What the task requires: Replace "marker" with "dot" in all of the rows below, changing nothing else, and leave the pictures out of your answer.

Input records:
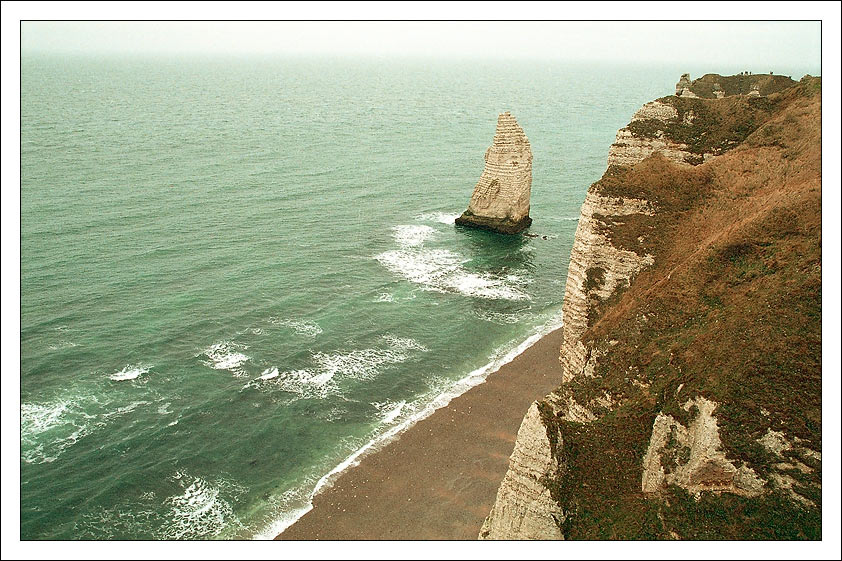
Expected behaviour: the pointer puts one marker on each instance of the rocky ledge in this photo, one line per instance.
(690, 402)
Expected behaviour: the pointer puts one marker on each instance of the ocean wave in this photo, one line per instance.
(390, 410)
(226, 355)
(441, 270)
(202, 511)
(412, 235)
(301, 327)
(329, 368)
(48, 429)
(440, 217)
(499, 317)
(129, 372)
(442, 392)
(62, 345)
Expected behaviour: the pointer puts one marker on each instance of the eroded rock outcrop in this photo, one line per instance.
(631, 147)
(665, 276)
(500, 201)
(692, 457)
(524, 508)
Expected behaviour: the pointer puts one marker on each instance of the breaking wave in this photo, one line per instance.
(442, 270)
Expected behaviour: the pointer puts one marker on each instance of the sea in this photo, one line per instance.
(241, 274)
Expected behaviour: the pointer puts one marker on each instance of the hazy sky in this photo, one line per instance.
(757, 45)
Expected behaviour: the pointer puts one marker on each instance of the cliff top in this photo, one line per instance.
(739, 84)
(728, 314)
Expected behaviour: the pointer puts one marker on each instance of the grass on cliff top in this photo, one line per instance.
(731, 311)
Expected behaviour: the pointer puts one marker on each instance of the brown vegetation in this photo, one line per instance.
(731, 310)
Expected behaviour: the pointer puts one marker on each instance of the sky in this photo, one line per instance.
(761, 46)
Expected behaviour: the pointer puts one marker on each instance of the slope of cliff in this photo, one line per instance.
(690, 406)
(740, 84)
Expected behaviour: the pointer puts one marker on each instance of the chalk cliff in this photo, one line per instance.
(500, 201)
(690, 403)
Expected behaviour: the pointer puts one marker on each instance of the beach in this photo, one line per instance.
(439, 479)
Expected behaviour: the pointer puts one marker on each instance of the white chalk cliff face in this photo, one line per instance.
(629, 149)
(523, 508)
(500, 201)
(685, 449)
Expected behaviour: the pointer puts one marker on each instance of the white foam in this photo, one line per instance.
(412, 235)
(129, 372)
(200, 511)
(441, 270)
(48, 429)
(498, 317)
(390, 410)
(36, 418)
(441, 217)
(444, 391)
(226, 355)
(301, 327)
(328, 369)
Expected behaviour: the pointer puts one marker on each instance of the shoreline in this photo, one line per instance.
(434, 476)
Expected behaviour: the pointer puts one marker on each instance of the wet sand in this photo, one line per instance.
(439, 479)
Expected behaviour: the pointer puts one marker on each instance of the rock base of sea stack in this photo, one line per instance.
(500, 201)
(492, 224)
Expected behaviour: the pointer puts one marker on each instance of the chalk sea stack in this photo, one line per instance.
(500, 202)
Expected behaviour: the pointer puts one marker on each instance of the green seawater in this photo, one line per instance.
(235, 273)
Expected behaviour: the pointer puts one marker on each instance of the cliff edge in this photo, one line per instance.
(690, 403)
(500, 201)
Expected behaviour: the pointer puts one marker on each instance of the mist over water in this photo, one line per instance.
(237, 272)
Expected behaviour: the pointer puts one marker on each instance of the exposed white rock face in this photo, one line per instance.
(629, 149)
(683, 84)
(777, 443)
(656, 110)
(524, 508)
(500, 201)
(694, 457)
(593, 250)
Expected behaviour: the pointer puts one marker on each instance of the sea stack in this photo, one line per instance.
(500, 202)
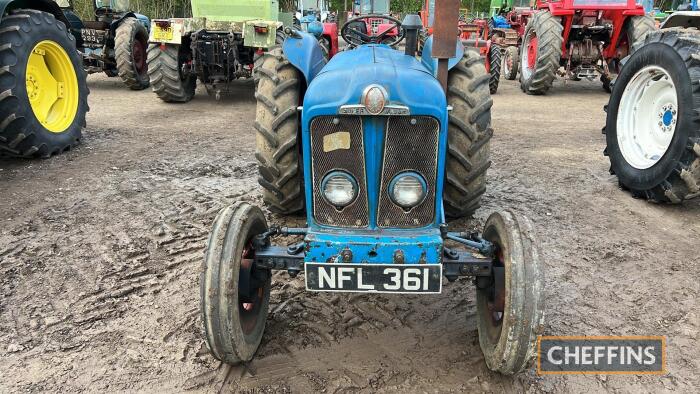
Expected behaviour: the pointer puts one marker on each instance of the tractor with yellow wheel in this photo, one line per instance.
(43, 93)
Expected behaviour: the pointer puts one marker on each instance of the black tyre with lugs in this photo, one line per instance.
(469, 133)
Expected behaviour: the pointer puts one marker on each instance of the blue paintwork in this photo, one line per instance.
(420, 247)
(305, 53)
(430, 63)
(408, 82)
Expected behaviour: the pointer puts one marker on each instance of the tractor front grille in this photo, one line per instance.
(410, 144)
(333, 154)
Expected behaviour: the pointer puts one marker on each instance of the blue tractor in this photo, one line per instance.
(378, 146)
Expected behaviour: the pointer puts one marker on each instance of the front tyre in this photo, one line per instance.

Response:
Expected behaviour: the pointer puts one dot on each instance of the rocky ledge in this photo, one line per instance.
(690, 402)
Expected behaviour: the pointer puts one dot on each instance of the ocean wave in this photo, one line per instance.
(390, 410)
(226, 355)
(441, 270)
(202, 511)
(412, 235)
(301, 327)
(329, 368)
(48, 429)
(440, 217)
(499, 317)
(129, 372)
(442, 392)
(62, 345)
Expected behaviour: the pointer puts one dot on each instance of the eroded rock outcrop in this photo, one line per instance.
(631, 147)
(665, 276)
(500, 201)
(692, 457)
(524, 508)
Expected behaviour: the pointer puts one dot on each instance of the breaking wave in this photo, one line per instance.
(442, 270)
Expected behaviour: the pointer puts one dot on each instance of the sea in this photo, one line per instance.
(241, 274)
Expected behaviour: the pointer puts one dot on each instance of the hazy sky in this photo, one line per instance.
(757, 45)
Expected behaviour: the pointer puts one dot on each instance of the cliff top in this photo, one line per instance.
(739, 84)
(728, 314)
Expected behaviour: the pointer puts one dot on each instance of the grass on cliff top in this photo, one line per instance.
(731, 311)
Expected behaviour: the pointer puts one dot on each instance of the brown vegetation in this photo, one line per instance.
(731, 310)
Expected behaviour: the pointer puts one dot on each instance of the sky in this photo, one line per instance.
(761, 46)
Expected behaviour: the pointer puts one dot on each instance of the slope of cliff in this photo, one line per instance.
(690, 406)
(740, 84)
Expected behaviour: the pointer puts one dot on each instance of the chalk cliff in this photo, one line per instance.
(500, 201)
(690, 403)
Expected behaviour: the pointer puts one dot on each instance of the beach in this photo, one line per instance.
(439, 479)
Expected behaviour: the pointer puts one dot on each instance of the white chalk cliff face in this photo, one line per instance.
(629, 149)
(523, 508)
(500, 201)
(685, 449)
Expected behaviour: the pointer puts one dot on each instance of the white foam in this photo, one line per instance.
(412, 235)
(129, 372)
(200, 511)
(441, 270)
(48, 429)
(498, 317)
(390, 410)
(36, 418)
(441, 217)
(444, 391)
(226, 355)
(301, 327)
(328, 369)
Expected behaviour: the pointer puts one dot on each instance of the shoreline in this photo, one line per instance.
(434, 476)
Expected behaviour: the pointer puts one dot on each instance of the wet sand in this photo, one line per instance.
(439, 479)
Expected behaviour: the pointer puts one dot on each instance of the rock base of sea stack in this photo, one line per instance.
(500, 201)
(492, 224)
Expected behaviour: the pointer puts one dot on each instance of the chalk sea stack in this photo, one line per instance.
(500, 202)
Expected behaviour: the pointer puts one dot on each instance of the green seawater in this photo, one line per instance.
(235, 273)
Expected behaviour: the pointer puts one dot on each instance of the cliff edge in this photo, one line per instance.
(690, 403)
(500, 201)
Expected behaviour: the pointer puts one dot on each instance of the mist over water in this photo, one line per instance.
(237, 272)
Expected behaviour: the pointer puts one dot on each instance of the exposed white rock face in this photo, one line per instance.
(629, 149)
(683, 84)
(777, 443)
(656, 110)
(524, 508)
(500, 201)
(694, 457)
(593, 250)
Expected behaviour: the pointer puts one dot on each instance of the sea stack in this photo, one line per instance.
(500, 202)
Expected behaviour: the pointer puts one dot on each instance of the tractor with yellow wheel in this photo, one line per instance.
(43, 93)
Expected behaviour: the pointer puts one dot on each instance of the black tyre with lugs in this photo, one line per instance.
(469, 133)
Expected behaviour: the pointer puts one dot on each instance of the blue paintwork in this photo, one line per instance.
(420, 247)
(305, 53)
(430, 63)
(408, 82)
Expected behaviour: the pointer puts one dot on each instance of the tractor front grille in this photo, one line per instance.
(410, 144)
(333, 154)
Expected behaviour: the pointer puts one dot on each instance of the blue tractor in this photo, one line per instance.
(378, 146)
Expected behaviour: the pointer puts one dot on each instance of the front tyre in this photo, one line per instance.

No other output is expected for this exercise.